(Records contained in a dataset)
=== Section Start ===

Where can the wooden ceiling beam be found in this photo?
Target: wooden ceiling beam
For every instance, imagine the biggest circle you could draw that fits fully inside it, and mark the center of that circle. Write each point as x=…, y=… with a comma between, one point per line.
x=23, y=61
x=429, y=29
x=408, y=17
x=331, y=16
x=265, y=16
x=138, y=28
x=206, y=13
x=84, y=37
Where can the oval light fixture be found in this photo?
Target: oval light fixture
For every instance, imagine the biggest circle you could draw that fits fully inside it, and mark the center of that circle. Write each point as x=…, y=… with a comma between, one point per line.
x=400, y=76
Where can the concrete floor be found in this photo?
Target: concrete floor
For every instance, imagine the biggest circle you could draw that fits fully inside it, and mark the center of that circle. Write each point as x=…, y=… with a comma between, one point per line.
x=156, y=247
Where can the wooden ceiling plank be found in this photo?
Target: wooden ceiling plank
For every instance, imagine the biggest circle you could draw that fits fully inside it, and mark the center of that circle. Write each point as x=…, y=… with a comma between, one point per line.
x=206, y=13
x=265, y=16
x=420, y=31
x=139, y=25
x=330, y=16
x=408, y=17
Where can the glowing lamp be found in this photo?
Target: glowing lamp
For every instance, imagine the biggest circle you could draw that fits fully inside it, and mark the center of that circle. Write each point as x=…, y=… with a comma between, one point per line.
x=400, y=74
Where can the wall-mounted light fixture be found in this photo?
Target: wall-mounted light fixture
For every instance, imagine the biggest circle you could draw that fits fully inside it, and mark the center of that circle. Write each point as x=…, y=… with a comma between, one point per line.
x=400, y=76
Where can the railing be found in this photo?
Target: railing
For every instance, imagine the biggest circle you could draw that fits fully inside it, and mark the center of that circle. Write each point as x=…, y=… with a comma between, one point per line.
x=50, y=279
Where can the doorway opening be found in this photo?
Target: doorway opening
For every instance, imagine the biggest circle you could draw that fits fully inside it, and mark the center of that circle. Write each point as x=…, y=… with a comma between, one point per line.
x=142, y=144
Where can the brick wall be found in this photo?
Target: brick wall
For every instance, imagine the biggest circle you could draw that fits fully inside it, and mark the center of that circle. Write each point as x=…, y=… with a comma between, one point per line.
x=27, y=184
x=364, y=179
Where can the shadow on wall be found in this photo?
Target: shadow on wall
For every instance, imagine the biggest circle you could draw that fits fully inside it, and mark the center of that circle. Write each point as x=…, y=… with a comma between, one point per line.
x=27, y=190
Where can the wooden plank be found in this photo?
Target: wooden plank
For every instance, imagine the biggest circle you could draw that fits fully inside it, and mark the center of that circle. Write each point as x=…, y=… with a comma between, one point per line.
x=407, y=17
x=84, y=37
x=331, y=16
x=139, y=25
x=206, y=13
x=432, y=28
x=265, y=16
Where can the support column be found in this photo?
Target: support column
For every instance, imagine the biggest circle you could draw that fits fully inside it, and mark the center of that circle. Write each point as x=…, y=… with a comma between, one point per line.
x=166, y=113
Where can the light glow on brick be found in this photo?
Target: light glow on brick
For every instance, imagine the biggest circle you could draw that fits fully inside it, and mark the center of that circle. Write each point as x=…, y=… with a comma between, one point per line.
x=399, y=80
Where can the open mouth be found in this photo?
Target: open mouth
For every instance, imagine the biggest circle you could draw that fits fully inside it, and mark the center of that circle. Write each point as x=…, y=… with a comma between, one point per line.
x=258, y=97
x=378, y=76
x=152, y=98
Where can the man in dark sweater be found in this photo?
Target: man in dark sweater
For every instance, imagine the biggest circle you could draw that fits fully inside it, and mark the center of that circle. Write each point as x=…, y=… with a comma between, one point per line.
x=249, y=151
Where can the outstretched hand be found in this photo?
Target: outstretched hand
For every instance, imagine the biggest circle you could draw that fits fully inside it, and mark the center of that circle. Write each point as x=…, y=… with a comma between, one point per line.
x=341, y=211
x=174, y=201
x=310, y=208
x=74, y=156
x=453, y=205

=== Section End ===

## Work item
Print every line of the records exactly. Omit nothing.

## Answer to this problem
Where can the wooden ceiling beam be found in this photo?
Target: wooden ceiling beam
For every instance, imagine the biggest circle you could draw that fits fully inside it, and mark the center of that circle. Write each point as x=…, y=… with a comma between, one point per line.
x=23, y=61
x=429, y=29
x=408, y=17
x=331, y=16
x=265, y=16
x=138, y=28
x=206, y=13
x=84, y=37
Where can the oval light fixture be found in this photo?
Target: oval light fixture
For every instance, imagine the biggest circle you could draw that fits fully inside it, and mark the center of that circle. Write each point as x=…, y=… with a comma between, one point per line.
x=400, y=76
Where can the concrete floor be found in this photo?
Target: concrete floor
For every instance, imagine the biggest circle you could draw that fits fully inside it, and mark the center of that circle. Write each point as x=…, y=… with a comma between, one point per line.
x=156, y=247
Where can the wooden ceiling plank be found in this photo?
Target: wooden ceiling plank
For every instance, imagine the biggest circle you could draw that fits fully inside it, and mark the center of that circle. Write each point as x=…, y=… with a comma between, one point per line.
x=206, y=13
x=265, y=16
x=420, y=31
x=139, y=25
x=330, y=16
x=408, y=17
Where can the glowing lamp be found in this photo?
Target: glowing lamp
For every instance, imagine the biggest circle you could draw that fits fully inside it, and mark the center of that circle. Write each point as x=…, y=… with a comma between, one point per line.
x=400, y=74
Where can the wall-mounted light fixture be found in this photo?
Target: wall-mounted light fixture
For every instance, imagine the biggest circle you could draw that fits fully inside it, and mark the center of that circle. Write each point as x=…, y=… with a comma between, one point per line.
x=400, y=76
Where can the railing be found in this photo?
Target: railing
For every instance, imagine the biggest circle you could draw that fits fully inside it, and mark the center of that circle. Write each point as x=…, y=… with a comma between, one point per line.
x=50, y=279
Where can the doorway opening be found in this photo?
Target: doorway opening
For every instance, imagine the biggest circle you could draw that fits fully inside it, and mark the center of that circle. Write each point as x=…, y=… with a comma between, one point per line.
x=142, y=144
Where can the brick wall be found in this photo?
Target: brick wall
For every instance, imagine the biggest circle you could draw that fits fully inside it, and mark the center of that circle. Write each point as x=…, y=… with a comma between, one point per line.
x=27, y=184
x=364, y=179
Where can the shadow on wall be found in this photo?
Target: shadow on wall
For every instance, imagine the biggest circle you could draw that fits fully inside it, and mark the center of that circle. Write each point as x=…, y=… with a comma between, one point per line.
x=27, y=190
Where can the wooden plank be found in this photo?
Target: wooden plank
For every instance, imagine the biggest circle you could draw that fits fully inside it, and mark the center of that circle. Write each point as x=…, y=… with a comma between, one point per line.
x=407, y=17
x=84, y=37
x=331, y=16
x=139, y=25
x=206, y=13
x=432, y=28
x=265, y=16
Where can the support column be found in this photo?
Target: support column
For every instance, imagine the biggest circle you could draw that fits fully inside it, and mark the center of that circle. Write each point as x=…, y=… with a comma between, one point per line.
x=166, y=113
Where can the light glow on brick be found in this photo?
Target: light glow on brick
For every instance, imagine the biggest circle you could draw that fits fully inside it, and mark the center of that circle. Write each point as x=…, y=… with a comma between, one point per line.
x=399, y=80
Where can the open mouth be found in this photo?
Target: open mouth
For every instance, imagine the biggest circle you could draw that fits fully inside it, and mark the center of that circle. Write each point as x=…, y=… with a comma between, one point per line.
x=258, y=97
x=378, y=76
x=152, y=98
Where can the man in dark sweater be found in this photo?
Target: man in dark sweater
For every instance, imagine the biggest circle you could draw that fits fully inside it, and mark the center of that circle. Write each point as x=…, y=… with a comma between, one point per line.
x=249, y=151
Where can the outstretched hand be found in this photo?
Target: outstretched hand
For every instance, imagine the biggest circle you could draw that fits fully inside it, and mark the center of that circle. Write each point as x=…, y=… with a comma between, one point per line.
x=341, y=211
x=174, y=201
x=310, y=208
x=74, y=156
x=453, y=205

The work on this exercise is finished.